#### [JOB 1]
Answer these questions using the piece on the Viking Age below.
(a) What did the Social Democratic party reference the Vikings to describe?
(b) After World War II, what contributed to a delay in the excavation of Old Uppsala?
(c) For Fredrik Gregorius as a religious historian, what is the interesting thing about history?

#### [PASSAGE PROVIDED]
Vikings for a day. Photo credit Ludvig Thunman / TT
It is well known that ideas about the Viking Age have been important for national socialist groups. But it is less well known that the Viking Age also has religious adherents and that certain environmentalists admire how the Vikings lived in harmony with nature.
“The Social Democratic party also referenced the Vikings in order to describe universal suffrage. It is not uncommon to point to the democratic nature of the Vikings’ thing – their governing assembly. This was particularly common in the 19th century.”
For Fredrik Gregorius, the burning question is not only how different groups use the Vikings and their places, but what they spotlight in various contexts. And what they would rather remain silent about.
“After World War II, there has been a desire to tone down the significance of Old Uppsala because Old Norse culture has been associated with Hitler. This contributed to a delay in the excavation of the site. But suppressing something actually shows how important it is! I find it interesting that the site is politically controversial to this day.”
Nor are the archaeologists and historians who harbour an interest for Old Uppsala and other historical sites spared Fredrik Gregorius’ inquisitive eye.
“How do they decide what aspects to highlight? For instance, what do museum managers choose to make exhibitions of?”
Fredrik Gregorius argues that history is interpreted based on the time and culture we live in. Which means that our interest in Vikings and Old Norse culture is an expression of what people feel is important right now.
“Old Norse mythology is not received neutrally; it’s interpreted through ideological glasses. So, for me as a religious historian, the interesting thing is not what is true, but why we interpret history in certain ways.”
Considering the fact that the Viking Age did not last long in a historical perspective, it is rather odd that it has taken hold for such a long time, and been the subject of interpretation in so many different periods. For a religious historian like Fredrik Gregorius, this is what makes it so interesting.
“The Viking Age isn’t just an expression of nationalism, it’s so much more. And what this ‘more’ is, I will investigate further. After corona. The Viking Age is here to stay.”

Records from a collection
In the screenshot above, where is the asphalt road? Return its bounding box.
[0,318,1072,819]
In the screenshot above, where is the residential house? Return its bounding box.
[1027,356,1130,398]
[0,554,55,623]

#### [JOB 2]
Reproduce every line of the records above, with no changes.

#### [TASK RESULT 1]
(a) Universal suffrage.
(b) A desire to tone down the significance of Old Uppsala, because Old Norse culture had been associated with Hitler.
(c) Not what is true, but why we interpret history in certain ways.

#### [TASK RESULT 2]
In the screenshot above, where is the asphalt road? Return its bounding box.
[0,318,1072,819]
In the screenshot above, where is the residential house? Return its bounding box.
[1027,356,1130,398]
[0,554,55,623]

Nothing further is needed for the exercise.